_Raw data_.

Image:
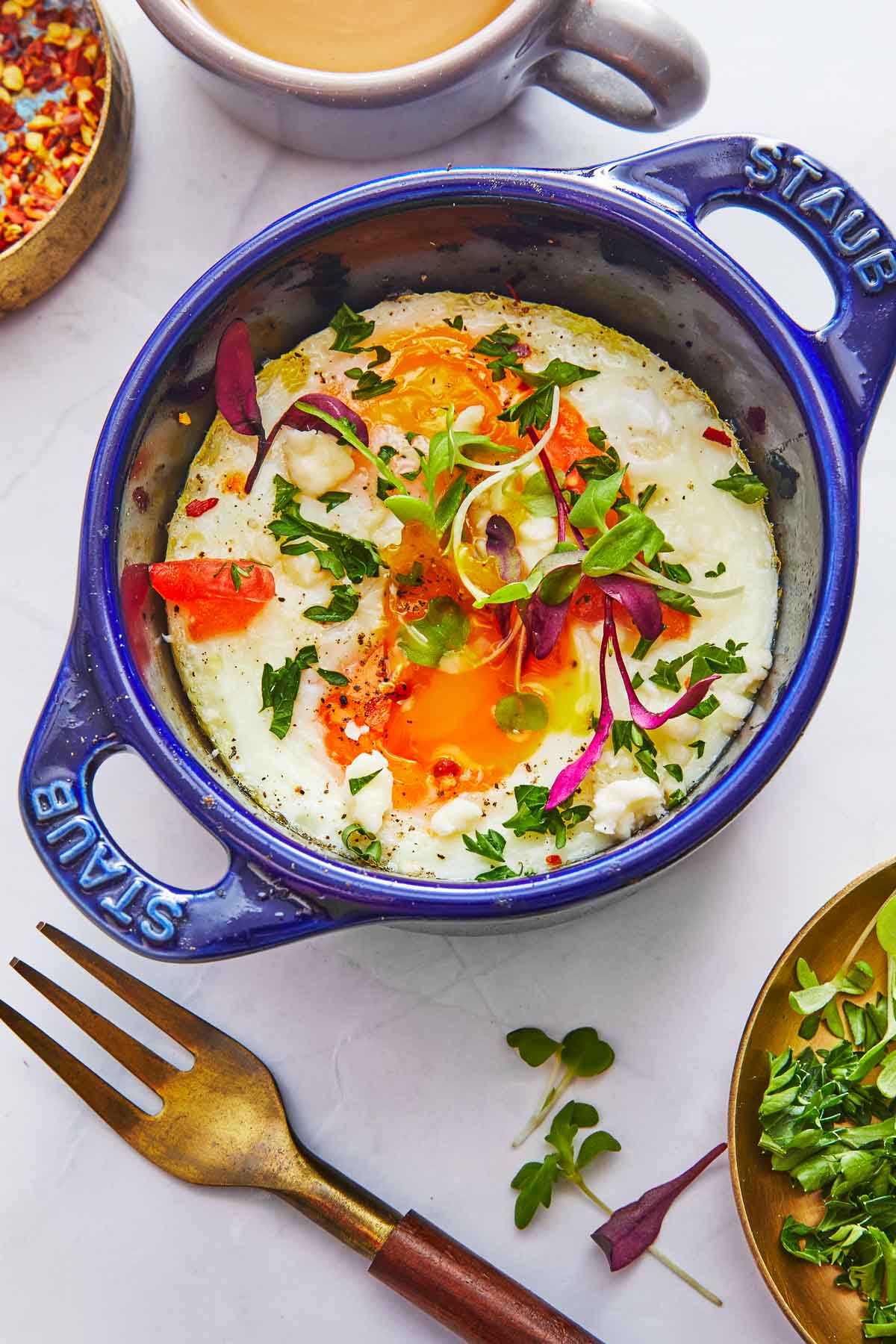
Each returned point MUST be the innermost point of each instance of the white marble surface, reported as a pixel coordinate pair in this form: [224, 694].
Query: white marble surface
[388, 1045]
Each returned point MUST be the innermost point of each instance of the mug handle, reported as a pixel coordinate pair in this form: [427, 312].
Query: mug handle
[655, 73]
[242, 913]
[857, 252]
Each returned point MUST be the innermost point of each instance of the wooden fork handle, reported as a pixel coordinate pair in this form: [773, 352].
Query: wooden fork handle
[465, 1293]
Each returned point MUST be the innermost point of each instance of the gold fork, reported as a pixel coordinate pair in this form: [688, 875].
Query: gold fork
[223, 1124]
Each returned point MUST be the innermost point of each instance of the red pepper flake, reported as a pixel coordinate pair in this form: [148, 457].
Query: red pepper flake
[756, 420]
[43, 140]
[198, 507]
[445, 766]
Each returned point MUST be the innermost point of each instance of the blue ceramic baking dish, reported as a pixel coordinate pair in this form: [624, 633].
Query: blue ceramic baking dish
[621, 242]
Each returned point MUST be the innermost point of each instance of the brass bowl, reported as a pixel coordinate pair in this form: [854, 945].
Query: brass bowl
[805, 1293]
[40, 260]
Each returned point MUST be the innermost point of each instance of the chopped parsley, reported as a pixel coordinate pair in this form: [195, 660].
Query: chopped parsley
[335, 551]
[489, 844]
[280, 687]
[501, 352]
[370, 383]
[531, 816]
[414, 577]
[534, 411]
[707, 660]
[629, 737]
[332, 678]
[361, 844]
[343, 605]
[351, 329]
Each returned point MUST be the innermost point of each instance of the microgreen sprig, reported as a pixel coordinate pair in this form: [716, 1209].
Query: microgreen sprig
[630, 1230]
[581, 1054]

--

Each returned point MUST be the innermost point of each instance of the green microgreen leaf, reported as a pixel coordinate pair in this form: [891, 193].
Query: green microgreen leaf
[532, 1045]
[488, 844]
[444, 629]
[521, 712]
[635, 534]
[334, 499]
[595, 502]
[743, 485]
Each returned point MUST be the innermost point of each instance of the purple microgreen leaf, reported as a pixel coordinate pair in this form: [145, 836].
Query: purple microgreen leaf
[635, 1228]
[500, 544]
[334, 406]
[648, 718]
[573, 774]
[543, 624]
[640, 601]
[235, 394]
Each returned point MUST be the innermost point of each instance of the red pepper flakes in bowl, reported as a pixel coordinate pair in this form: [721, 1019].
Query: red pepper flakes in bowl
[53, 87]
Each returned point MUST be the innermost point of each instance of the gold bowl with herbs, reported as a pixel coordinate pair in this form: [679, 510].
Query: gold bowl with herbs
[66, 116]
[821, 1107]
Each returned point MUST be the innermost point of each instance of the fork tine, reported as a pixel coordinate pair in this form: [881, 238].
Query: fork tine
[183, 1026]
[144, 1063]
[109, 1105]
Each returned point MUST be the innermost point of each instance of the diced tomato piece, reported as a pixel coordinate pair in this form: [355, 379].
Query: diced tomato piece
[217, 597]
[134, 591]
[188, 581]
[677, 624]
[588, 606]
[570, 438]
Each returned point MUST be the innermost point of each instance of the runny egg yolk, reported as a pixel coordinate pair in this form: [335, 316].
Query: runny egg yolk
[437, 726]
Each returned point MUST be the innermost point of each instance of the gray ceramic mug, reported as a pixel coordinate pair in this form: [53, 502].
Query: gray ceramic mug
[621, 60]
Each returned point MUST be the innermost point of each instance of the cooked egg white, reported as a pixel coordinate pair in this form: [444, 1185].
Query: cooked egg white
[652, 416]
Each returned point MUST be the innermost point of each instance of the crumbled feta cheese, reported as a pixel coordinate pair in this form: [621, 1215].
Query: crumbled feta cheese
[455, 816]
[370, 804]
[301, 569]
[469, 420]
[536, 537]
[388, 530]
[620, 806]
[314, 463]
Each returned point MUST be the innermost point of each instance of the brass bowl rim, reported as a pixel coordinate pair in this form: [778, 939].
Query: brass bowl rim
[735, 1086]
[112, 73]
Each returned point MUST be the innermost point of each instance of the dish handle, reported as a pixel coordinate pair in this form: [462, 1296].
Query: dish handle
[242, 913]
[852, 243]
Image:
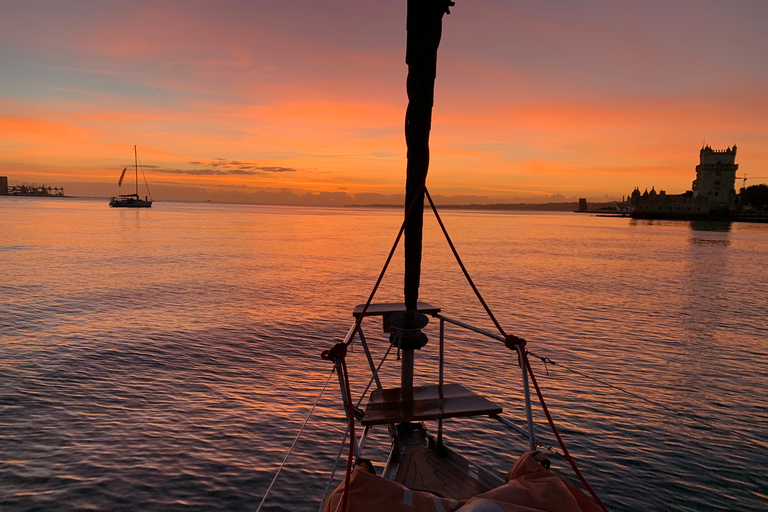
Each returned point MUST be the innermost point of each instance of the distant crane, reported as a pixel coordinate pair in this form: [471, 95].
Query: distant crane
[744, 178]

...

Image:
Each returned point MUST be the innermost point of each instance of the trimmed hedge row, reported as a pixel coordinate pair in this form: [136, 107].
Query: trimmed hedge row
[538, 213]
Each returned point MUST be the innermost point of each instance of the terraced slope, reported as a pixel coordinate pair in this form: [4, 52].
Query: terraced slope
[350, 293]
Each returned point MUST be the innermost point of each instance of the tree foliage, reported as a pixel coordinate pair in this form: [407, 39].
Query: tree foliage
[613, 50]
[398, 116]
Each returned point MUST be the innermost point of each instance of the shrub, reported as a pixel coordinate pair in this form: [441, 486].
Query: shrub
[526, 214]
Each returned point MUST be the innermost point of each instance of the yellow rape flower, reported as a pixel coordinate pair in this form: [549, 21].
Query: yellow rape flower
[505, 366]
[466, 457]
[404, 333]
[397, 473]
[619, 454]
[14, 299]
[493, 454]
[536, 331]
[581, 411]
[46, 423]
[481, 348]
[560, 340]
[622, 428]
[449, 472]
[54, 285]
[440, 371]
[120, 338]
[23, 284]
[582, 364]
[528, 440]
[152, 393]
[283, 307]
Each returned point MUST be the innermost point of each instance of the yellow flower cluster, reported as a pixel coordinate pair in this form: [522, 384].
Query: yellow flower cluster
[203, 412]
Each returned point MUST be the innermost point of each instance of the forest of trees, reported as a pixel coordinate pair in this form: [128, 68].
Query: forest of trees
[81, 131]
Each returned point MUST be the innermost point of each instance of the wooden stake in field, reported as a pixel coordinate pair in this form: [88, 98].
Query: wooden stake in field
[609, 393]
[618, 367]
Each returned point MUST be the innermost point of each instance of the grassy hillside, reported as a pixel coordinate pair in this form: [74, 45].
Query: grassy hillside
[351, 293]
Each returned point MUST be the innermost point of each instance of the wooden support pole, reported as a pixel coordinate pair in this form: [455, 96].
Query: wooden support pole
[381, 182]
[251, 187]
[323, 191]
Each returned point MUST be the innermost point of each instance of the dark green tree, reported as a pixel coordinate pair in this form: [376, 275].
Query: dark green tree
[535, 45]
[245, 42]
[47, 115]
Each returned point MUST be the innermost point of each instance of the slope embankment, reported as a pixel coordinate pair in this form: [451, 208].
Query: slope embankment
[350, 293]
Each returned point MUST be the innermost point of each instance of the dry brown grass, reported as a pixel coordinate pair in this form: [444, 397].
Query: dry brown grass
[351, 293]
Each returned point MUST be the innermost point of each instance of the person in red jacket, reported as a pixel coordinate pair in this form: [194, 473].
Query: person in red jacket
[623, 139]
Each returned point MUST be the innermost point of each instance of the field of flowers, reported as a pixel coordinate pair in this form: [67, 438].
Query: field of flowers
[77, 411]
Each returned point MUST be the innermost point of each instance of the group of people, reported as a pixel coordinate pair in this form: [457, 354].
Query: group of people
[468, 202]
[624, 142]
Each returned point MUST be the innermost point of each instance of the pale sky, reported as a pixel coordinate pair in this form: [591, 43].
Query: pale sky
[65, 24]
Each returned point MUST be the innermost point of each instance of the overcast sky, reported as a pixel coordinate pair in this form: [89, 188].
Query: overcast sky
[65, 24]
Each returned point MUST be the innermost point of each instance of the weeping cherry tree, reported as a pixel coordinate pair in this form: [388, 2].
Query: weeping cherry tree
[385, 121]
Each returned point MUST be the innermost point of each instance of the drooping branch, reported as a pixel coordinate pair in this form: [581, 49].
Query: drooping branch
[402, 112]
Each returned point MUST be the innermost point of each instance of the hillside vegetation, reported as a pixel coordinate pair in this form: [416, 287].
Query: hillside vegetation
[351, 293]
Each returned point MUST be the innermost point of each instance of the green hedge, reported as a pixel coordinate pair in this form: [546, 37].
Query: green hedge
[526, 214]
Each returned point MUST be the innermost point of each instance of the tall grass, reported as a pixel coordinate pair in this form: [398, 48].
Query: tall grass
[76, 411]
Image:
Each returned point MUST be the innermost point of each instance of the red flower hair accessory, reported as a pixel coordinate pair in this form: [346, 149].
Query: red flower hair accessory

_The request_.
Reproduce word for word the stretch of lines from the one containing "form: [716, 1209]." through the one containing "[581, 1054]", including both of those lines.

_Solution to this exercise_.
Each returned point MUST be the innermost point of each instance of the microgreen sprig, reported as a pixel coordinate pair in this form: [716, 1209].
Query: microgreen sprig
[630, 1230]
[581, 1054]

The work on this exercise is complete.